Text provided –
....

KeyError: '[129846] not in index'

What I found is that using the default of mean_matching_scheme parameter was causing the issue (because will evaluate for categorical features the Mean Matching) and that using miceforest.mean_match_schemes.mean_match_scheme_fast_cat was turning around for that.

AnotherSamWilson commented 2 years ago

Can you show a reproducible example? There are tests that use mmc == 0 and mmc !=0 for both of the mean matching schemes, for categorical and numeric variables.

KaikeWesleyReis commented 2 years ago

I was trying to generate an error example with iris dataset, but without success. Here is an example:

import miceforest as mf
from sklearn.datasets import load_iris
# Load data and introduce missing values
iris = pd.concat(load_iris(as_frame=True,return_X_y=True),axis=1)
iris.rename({"target": "species"}, inplace=True, axis=1)
# Create an dummy column
iris['species2'] = iris['species'].copy()
iris.loc[len(iris)-1, 'species2'] = 'rare cat'
iris.loc[len(iris)-2, 'species2'] = 'rare cat'
iris.loc[len(iris)-3, 'species2'] = 'rare cat another'
# Convert to category type
iris['species'] = iris['species'].astype('category')
iris['species2'] = iris['species2'].astype('category')
iris_amp = mf.ampute_data(iris,perc=0.35,random_state=1991)
# Create kernel. 
kds = mf.ImputationKernel(data=iris_amp,
                          datasets=5,
                          save_models=2,
                          random_state=1206,
                          train_nonmissing=True,
                          save_all_iterations=True,
                          save_loggers=True,
                          #mean_match_scheme=mf.mean_match_schemes.mean_match_scheme_fast_cat,
                          mean_match_candidates=5)
# Run the MICE algorithm for 2 iterations
kds.mice(2, verbose=True, n_jobs=-1)

....

Excerpted records –

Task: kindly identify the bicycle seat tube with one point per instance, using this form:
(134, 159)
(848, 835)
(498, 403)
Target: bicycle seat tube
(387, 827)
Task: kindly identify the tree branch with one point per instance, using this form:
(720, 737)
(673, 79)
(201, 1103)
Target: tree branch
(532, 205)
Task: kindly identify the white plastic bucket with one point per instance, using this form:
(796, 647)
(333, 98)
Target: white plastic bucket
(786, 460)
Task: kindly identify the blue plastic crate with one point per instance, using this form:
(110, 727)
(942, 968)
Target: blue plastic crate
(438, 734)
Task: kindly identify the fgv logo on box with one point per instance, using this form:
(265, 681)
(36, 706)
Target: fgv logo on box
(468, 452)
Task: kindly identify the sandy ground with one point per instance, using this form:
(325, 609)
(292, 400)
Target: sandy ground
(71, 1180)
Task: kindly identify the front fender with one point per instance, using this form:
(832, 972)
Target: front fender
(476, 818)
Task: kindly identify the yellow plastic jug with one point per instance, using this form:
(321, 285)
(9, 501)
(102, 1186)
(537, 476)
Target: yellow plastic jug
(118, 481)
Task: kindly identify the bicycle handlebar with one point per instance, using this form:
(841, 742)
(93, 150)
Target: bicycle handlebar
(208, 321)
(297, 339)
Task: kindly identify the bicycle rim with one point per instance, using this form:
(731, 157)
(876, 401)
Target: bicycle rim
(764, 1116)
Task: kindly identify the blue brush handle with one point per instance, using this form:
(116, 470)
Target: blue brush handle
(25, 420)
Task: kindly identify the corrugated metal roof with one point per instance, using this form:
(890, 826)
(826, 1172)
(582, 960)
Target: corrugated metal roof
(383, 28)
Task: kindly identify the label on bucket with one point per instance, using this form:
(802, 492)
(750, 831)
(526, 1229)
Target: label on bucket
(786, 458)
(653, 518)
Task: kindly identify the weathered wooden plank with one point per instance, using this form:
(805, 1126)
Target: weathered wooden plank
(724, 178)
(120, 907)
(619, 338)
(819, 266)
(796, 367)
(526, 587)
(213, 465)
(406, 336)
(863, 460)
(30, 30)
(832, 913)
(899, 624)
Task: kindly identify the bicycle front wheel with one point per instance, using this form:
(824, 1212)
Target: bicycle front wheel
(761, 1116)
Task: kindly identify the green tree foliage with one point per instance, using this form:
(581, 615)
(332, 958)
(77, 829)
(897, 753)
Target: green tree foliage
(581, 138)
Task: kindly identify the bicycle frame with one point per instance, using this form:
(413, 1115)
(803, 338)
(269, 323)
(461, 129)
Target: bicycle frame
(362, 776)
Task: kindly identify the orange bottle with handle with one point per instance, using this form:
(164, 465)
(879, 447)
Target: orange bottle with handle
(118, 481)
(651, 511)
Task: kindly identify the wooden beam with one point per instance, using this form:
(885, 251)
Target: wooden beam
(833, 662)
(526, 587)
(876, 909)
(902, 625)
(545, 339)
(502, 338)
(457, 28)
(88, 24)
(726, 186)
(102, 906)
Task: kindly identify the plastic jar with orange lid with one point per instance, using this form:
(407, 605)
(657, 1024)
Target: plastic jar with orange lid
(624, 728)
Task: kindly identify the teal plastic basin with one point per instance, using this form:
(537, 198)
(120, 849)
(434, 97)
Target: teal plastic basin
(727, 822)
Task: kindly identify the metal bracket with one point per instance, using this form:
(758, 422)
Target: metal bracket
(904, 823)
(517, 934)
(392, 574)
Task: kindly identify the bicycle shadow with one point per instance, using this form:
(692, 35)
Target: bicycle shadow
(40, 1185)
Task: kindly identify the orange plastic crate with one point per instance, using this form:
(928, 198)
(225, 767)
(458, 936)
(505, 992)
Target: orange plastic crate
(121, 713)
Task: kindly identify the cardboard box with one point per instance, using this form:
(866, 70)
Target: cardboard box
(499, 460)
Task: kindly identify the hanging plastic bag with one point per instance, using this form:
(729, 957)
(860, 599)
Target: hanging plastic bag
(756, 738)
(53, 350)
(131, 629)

....

The tasks –
1. In the miceforest discussion, put this sentence into Spanish: "I was trying to generate an error example with iris dataset, but without success."
2. Write the next part of the miceforest discussion, picking up right after its final line of code.

Per-task answers –
1. Estaba intentando generar un ejemplo del error con el conjunto de datos iris, pero sin éxito.

2.
Side Note - @AnotherSamWilson , using n_jobs=-1 in MICE still works as determined (use all CPU power to execute the imputation procedure)?

The previous example works just fine. Possibly is related to my categorical column in my own dataset. Here is the value_counts(), and I believe that given the rare categories and the quantity of categories that I have here:

image

An error is generated given the multiclass prediction nature of the function _mean_match_multiclass_accurate.

Anyway, thanks for your reply here.

@AnotherSamWilson

AnotherSamWilson commented 2 years ago

I actually found a very rare error that occurs for category columns when mmc = 0 if there is a lot of data. Because mmc predictions are stored as float16, it can cause the predictions to add up to 0.9995 instead of 1.0. If a random number is then chosen above 0.9995, but below 1.0, it fails because it couldn't find the index.

In your real code that is failing, if you specify the prediction_dtypes parameter to be float32 for the failing column, does it fix the problem?

KaikeWesleyReis commented 2 years ago

I actually found a very rare error that occurs for category columns when mmc = 0 if there is a lot of data. Because mmc predictions are stored as float16, it can cause the predictions to add up to 0.9995 instead of 1.0. If a random number is then chosen above 0.9995, but below 1.0, it fails because it couldn't find the index.

In your real code that is failing, if you specify the prediction_dtypes parameter to be float32 for the failing column, does it fix the problem?

I have tried to as you recommended, but without success:

    # Define Imputer
    aux = mf.ImputationKernel(data=x_train_raw,
                              datasets=5,
                              prediction_dtypes=pred_dtypes,
                              save_models=2,
                              random_state=1206,
                              train_nonmissing=True,
                              save_all_iterations=True,
                              save_loggers=True,
                              #mean_match_scheme=mf.mean_match_schemes.mean_match_scheme_fast_cat,
                              mean_match_candidates=5)
    # Run the MICE algorithm for X iterations
    aux.mice(iterations=5, verbose=True, n_jobs=-1)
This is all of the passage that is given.